Task brief
Copy out every record below, word for word.

Provided data
________________________

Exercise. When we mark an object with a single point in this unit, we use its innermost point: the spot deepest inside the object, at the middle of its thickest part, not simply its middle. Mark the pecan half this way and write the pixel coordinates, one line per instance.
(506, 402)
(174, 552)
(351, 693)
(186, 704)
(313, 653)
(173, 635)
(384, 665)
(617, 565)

________________________

Solution below
Exercise. When we mark an object with a single point in this unit, we use its innermost point: the spot deepest inside the object, at the middle of its thickest part, not simply its middle. Mark the pecan half this way and write the pixel coordinates, one line per instance.
(506, 402)
(174, 552)
(351, 693)
(186, 704)
(313, 653)
(173, 635)
(384, 665)
(617, 565)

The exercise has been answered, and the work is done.